Patches

There is no fixed rule for patch naming. The following are guidelines only.

Small patches (less than, say, a few KBytes) should be added to ${FILESDIR}. If you anticipate having several patches, it often helps to create version numbered subdirectories — ${FILESDIR}/${PV}/ is conventional. Patches are best named ${P}-what-it-does.patch (or .diff), where what-it-does is a two or three word description of what the patch is for. If the patch is to fix a specific bug, it is often useful to add in the bug number — for example, vim-7.0-cron-vars-79981.patch. If the patch is pulled from upstream's VCS repository, it can help to include the revision number in the patch name as a suffix to the version part — fluxbox-0.9.12-3860-menu-backups.patch.

Larger patches should be mirrored, preferably on the Gentoo Infrastructure. When mirroring patches, choosing a name that will not cause conflicts is important — the ${P} prefix is highly recommended here. Mirrored patches are often compressed with xz or bzip2. Remember to list these patches in SRC_URI. Please see The files directory for more information.

If a package requires many patches, even if they are individually small, it is often best to create a patch tarball to avoid cluttering up the tree too much.

Patch descriptions

It is possible to include a description with a patch. This is often helpful when others come to work with your packages, or, indeed when you come back to take a look at your own package a few months later. Good things to include in comments are:

  • What the patch actually does. Bug numbers are good here.
  • Where the patch came from. For example, is it from an upstream VCS, something from Bugzilla, or something you wrote?
  • Whether the patch has been sent upstream, if applicable.

To include the description, simply insert it at the top of the patch file. The patch tool will ignore leading text until it finds something that looks like it might be a 'start patching' instruction, so as long as each description line starts with letters (rather than numbers, symbols or whitespace) there shouldn't be a problem. Alternatively, prefix each description line with a hash (that's #, or 'pound' to the USians) sign. It's also best to leave a single blank line after the description and before the main patch.

Here's a simple example (023_all_vim-6.3-apache-83565.patch) from the vim patch tarball:

# Detect Gentoo apache files properly. Gentoo bug 83565.

• [Task statement]
Reproduce the portion of the patch guidelines between "If a package" and "tree too much.", inclusive, replacing "tarball" with "archive".

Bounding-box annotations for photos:
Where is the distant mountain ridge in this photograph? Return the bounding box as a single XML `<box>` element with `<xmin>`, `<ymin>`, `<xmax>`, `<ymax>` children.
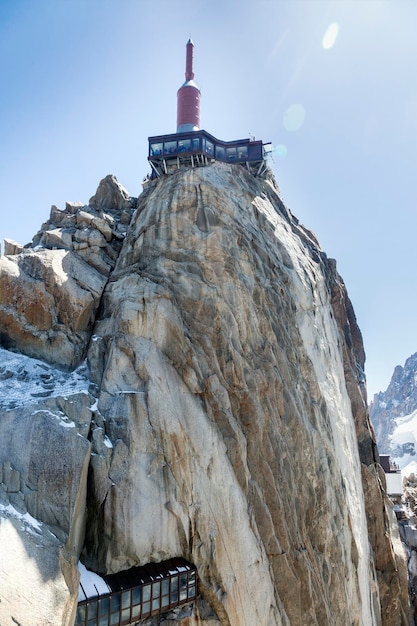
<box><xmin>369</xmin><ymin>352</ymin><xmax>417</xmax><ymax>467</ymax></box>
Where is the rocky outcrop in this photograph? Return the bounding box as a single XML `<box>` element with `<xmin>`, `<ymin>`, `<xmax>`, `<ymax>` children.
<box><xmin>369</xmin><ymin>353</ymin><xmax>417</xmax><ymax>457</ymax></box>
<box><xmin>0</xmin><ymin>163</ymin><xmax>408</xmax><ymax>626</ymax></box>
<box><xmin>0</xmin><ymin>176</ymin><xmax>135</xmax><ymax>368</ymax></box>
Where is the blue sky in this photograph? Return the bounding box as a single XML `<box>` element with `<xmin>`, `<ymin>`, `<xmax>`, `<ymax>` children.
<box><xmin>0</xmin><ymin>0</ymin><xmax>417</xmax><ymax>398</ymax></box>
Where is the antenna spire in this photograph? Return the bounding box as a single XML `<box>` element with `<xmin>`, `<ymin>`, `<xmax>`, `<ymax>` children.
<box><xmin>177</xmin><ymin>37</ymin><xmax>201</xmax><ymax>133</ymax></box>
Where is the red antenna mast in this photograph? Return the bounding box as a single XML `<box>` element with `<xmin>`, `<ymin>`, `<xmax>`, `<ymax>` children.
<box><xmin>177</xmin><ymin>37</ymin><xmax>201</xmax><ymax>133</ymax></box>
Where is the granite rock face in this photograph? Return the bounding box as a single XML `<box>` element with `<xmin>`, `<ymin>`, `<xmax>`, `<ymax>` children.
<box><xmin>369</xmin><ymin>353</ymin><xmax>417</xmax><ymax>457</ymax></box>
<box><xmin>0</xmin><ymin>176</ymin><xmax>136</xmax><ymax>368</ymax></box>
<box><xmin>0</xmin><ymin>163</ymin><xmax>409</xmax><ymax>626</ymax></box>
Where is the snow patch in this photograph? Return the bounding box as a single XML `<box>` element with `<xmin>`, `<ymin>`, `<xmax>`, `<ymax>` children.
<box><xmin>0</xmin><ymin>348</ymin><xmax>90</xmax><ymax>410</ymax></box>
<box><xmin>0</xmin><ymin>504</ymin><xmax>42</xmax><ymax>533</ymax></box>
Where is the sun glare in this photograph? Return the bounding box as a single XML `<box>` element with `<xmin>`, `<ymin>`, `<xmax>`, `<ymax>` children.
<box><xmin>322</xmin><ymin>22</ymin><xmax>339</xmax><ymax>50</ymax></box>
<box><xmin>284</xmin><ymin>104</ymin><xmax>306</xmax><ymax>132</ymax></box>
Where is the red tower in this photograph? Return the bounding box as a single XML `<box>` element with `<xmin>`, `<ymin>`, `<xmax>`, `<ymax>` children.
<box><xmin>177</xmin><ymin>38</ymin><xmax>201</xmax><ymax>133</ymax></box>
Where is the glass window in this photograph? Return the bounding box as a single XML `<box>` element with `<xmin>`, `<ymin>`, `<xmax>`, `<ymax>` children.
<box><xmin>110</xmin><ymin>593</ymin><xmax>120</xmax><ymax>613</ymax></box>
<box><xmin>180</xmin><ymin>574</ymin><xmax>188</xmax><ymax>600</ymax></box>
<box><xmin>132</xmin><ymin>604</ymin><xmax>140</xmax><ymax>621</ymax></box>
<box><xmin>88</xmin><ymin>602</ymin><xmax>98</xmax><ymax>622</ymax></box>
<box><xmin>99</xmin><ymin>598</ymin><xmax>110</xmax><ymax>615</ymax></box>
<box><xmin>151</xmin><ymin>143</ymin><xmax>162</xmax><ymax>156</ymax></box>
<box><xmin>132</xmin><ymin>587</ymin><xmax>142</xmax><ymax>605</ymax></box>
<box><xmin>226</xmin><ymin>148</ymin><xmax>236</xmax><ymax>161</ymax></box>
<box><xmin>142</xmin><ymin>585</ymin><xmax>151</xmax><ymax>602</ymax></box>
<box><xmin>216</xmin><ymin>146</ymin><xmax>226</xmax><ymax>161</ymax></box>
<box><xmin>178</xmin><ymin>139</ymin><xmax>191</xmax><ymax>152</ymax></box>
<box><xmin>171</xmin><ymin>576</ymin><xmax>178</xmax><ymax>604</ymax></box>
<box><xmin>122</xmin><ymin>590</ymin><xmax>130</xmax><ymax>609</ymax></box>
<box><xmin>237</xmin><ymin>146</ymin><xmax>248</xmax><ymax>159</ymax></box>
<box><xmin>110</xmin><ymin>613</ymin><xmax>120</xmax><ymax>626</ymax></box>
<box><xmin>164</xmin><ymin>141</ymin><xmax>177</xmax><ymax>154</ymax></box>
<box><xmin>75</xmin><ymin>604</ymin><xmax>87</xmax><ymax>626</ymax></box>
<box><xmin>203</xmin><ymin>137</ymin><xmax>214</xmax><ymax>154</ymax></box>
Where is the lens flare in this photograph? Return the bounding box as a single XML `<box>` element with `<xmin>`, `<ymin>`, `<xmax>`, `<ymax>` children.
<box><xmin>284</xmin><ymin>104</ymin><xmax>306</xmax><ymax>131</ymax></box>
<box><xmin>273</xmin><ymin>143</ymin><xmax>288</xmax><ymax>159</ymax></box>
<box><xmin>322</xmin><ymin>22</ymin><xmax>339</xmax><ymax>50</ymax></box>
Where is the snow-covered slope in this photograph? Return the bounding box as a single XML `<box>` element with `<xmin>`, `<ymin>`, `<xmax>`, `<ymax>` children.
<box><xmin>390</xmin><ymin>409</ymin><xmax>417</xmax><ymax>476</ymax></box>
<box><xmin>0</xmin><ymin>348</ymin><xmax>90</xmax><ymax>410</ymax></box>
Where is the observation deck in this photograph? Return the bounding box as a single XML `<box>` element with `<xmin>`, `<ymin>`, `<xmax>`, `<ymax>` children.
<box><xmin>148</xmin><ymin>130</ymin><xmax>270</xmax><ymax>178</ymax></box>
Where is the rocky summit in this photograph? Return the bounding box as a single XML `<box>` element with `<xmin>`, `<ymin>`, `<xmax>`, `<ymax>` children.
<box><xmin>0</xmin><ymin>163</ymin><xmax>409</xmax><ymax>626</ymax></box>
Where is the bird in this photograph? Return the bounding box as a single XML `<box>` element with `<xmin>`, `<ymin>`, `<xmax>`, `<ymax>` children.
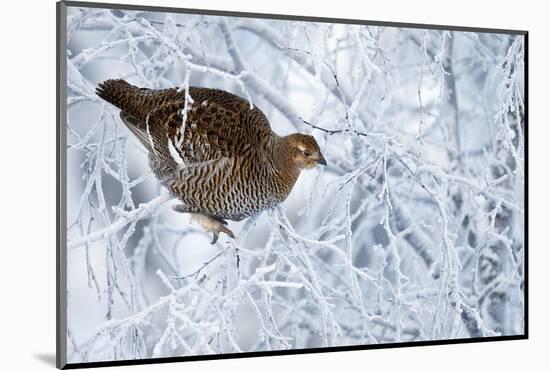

• [Written answer]
If a package requires many patches, even if they are individually small, it is often best to create a patch archive to avoid cluttering up the tree too much.